DESCRIPCIÓN DE LA TAREA ▸
Indica todas las líneas de abajo que contengan la palabra "afro". Cópialas tal como aparecen.

FILAS GUARDADAS ▸
____________________

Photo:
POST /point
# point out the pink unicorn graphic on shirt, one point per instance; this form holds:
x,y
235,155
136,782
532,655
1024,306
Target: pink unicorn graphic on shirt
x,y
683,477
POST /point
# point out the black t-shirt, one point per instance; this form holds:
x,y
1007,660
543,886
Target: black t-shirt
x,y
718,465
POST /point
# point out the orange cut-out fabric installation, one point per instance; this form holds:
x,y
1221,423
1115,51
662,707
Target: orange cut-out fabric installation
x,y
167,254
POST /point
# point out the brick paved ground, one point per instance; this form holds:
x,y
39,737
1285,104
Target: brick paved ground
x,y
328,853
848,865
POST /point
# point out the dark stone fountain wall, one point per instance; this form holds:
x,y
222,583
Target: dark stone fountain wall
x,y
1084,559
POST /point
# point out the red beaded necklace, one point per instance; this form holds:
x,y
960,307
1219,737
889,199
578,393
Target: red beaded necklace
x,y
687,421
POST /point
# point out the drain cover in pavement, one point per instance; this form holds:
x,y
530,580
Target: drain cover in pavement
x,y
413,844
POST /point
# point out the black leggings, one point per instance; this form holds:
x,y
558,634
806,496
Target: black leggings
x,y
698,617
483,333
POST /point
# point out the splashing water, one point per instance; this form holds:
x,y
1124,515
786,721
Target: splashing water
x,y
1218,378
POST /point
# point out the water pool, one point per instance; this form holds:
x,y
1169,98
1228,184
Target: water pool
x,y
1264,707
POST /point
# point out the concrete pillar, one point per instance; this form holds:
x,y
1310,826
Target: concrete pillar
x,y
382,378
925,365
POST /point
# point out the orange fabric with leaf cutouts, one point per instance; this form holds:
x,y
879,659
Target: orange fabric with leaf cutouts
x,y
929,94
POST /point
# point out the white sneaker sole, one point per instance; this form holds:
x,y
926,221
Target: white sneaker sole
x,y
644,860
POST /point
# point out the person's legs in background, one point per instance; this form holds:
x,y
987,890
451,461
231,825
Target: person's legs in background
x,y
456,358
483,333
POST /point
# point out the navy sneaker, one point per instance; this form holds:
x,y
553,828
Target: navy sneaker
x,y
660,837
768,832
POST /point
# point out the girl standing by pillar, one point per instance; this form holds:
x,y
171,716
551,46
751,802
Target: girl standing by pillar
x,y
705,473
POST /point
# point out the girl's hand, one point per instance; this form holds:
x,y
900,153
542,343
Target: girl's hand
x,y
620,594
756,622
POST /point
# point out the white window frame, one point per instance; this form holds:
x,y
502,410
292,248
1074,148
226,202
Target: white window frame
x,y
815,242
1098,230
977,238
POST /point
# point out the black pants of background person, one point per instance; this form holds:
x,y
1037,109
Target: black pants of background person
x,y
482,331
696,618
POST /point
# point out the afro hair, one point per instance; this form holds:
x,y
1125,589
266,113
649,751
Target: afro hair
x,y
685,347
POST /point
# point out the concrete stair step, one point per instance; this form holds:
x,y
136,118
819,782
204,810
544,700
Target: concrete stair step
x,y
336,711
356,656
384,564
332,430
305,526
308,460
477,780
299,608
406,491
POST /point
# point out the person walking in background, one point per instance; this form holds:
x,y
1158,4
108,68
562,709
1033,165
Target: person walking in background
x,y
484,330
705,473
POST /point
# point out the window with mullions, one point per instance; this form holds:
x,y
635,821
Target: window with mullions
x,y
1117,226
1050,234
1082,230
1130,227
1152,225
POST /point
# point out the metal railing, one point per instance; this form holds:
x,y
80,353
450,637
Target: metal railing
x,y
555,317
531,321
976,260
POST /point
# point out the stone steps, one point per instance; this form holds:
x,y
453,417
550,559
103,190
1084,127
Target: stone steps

____________________

RESPUESTA COMPLETA ▸
# point out the afro hair, one point per instance; this form holds:
Target: afro hair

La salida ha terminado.